[Dataset rows]
━━━━━━━━━━━━━━━━

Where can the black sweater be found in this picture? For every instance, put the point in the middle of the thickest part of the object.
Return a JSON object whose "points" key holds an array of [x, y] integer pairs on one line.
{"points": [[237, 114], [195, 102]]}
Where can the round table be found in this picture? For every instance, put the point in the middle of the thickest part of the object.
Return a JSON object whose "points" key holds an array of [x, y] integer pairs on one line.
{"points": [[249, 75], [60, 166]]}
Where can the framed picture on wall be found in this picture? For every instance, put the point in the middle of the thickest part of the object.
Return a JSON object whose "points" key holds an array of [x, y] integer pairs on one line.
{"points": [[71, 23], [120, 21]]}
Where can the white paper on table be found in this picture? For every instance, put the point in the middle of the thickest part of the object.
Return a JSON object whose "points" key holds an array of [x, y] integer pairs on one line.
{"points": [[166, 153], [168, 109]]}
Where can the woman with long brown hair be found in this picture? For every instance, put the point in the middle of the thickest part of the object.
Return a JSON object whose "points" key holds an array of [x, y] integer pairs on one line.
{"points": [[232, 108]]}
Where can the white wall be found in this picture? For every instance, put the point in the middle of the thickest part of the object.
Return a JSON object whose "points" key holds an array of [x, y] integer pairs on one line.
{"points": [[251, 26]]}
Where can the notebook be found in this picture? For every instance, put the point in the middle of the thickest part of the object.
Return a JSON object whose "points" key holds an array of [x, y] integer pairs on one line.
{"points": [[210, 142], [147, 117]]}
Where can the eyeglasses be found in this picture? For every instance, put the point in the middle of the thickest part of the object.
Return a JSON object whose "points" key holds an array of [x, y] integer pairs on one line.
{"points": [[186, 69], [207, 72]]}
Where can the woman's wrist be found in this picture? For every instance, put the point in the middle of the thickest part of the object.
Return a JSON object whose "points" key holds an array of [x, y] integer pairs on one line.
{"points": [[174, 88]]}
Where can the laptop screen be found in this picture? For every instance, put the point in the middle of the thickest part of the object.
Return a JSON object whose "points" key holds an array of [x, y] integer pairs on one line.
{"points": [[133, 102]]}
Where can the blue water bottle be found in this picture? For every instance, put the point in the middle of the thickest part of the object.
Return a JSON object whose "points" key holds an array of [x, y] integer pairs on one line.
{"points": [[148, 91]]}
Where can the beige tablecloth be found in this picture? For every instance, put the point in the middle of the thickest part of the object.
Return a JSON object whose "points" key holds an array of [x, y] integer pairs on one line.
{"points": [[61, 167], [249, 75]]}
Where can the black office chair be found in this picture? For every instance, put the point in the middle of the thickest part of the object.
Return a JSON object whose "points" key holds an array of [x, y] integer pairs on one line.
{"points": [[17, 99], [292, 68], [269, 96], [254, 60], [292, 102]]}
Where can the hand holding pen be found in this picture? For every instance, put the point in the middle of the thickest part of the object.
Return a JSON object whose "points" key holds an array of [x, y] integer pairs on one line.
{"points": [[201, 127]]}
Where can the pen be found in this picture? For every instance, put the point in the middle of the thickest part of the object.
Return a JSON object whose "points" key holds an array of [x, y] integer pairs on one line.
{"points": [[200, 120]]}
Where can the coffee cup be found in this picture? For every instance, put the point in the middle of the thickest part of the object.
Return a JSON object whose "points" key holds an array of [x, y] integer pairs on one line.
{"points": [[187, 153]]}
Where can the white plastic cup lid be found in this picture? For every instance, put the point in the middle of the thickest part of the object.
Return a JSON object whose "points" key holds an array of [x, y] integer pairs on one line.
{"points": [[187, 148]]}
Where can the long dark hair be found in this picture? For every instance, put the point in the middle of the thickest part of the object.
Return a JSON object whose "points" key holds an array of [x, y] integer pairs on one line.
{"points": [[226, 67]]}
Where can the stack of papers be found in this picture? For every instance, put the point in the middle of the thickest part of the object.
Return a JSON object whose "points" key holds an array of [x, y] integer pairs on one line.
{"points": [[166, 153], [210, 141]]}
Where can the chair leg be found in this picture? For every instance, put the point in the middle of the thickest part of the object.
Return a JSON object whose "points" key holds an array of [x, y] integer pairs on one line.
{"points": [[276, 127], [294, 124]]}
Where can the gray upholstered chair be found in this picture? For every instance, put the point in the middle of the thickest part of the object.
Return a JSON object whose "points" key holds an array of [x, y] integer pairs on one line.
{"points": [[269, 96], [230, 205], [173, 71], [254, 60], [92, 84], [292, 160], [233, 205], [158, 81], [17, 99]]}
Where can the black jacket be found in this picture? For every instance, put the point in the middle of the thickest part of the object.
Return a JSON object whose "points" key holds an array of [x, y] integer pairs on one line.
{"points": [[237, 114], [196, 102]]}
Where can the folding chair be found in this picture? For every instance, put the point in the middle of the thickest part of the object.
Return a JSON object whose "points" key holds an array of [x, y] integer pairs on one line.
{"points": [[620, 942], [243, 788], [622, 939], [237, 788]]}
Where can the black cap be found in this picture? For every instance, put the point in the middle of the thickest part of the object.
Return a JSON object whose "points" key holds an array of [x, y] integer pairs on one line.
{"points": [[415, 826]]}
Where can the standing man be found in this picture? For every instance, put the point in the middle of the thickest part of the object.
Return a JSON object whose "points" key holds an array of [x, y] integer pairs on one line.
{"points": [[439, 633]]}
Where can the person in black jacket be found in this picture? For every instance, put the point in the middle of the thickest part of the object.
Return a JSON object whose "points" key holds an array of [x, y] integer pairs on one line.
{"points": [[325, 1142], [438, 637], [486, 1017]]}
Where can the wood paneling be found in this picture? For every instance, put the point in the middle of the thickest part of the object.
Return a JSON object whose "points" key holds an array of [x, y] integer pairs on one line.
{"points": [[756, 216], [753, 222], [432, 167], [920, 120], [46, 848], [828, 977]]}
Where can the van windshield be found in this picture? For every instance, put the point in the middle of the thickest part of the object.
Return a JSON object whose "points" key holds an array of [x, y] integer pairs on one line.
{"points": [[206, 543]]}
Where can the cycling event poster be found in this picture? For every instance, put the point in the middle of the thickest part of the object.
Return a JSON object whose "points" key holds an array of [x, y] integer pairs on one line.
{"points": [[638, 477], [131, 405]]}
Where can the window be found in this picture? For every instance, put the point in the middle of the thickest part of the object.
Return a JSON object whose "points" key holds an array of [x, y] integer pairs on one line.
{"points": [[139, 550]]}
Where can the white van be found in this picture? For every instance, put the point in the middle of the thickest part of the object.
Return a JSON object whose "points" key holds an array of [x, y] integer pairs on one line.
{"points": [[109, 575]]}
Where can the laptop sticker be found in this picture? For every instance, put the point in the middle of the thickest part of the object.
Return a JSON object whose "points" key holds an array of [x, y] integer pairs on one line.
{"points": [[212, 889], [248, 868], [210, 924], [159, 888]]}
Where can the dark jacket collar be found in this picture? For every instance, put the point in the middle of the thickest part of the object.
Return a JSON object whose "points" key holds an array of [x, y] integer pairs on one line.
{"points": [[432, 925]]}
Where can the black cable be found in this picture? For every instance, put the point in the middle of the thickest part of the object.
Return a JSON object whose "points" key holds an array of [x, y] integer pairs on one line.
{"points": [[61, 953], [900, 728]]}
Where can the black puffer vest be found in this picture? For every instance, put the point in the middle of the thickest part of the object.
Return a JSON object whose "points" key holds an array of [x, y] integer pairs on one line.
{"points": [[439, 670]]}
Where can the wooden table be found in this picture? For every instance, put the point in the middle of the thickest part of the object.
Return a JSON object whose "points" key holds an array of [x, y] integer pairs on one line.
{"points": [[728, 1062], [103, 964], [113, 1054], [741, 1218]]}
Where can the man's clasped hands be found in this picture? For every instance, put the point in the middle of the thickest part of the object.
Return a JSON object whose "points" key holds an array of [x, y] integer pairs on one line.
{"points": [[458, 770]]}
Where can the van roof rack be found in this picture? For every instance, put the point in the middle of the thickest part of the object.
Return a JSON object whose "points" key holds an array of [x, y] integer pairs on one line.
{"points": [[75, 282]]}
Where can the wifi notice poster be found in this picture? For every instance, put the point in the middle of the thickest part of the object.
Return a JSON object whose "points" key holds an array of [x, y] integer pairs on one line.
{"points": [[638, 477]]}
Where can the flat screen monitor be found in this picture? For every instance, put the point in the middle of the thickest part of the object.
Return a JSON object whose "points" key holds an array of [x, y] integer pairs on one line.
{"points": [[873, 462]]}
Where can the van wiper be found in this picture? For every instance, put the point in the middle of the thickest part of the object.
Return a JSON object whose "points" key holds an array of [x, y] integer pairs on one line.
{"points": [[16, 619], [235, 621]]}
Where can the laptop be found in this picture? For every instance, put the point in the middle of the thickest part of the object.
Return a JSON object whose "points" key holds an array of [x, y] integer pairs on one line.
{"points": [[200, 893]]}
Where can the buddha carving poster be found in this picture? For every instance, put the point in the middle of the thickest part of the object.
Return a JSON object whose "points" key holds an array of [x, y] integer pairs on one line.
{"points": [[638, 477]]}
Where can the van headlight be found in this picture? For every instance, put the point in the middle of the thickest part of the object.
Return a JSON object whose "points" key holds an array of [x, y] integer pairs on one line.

━━━━━━━━━━━━━━━━

▶ **SHORT PROBLEM**: Starting with the line that contains "Where can the flat", return each line through the last one of the data above, exactly as written and nothing more.

▶ **RESULT**:
Where can the flat screen monitor be found in this picture? For every instance, put the point in the middle of the thickest part of the object.
Return a JSON object whose "points" key holds an array of [x, y] integer pairs on one line.
{"points": [[873, 462]]}
Where can the van wiper be found in this picture? For every instance, put the point in the middle of the thickest part of the object.
Return a JSON object whose "points" key holds an array of [x, y] integer pairs on one line.
{"points": [[16, 619], [235, 621]]}
Where can the laptop be found in this picture? For every instance, put the point in the middle of the thickest part of the object.
Return a JSON object whose "points" key holds an array of [x, y] integer pairs on one line.
{"points": [[200, 893]]}
Where can the buddha carving poster be found in this picture? For every instance, put the point in the middle of the thickest part of the object.
Return a JSON object whose "points" key holds an array of [x, y] integer pairs on one line.
{"points": [[638, 477]]}
Where can the van headlight be found in this picture? For every instance, put the point in the middle of the thickest part of the object.
Return a JSON object whose "points" key holds an array of [x, y] integer pairs on one line.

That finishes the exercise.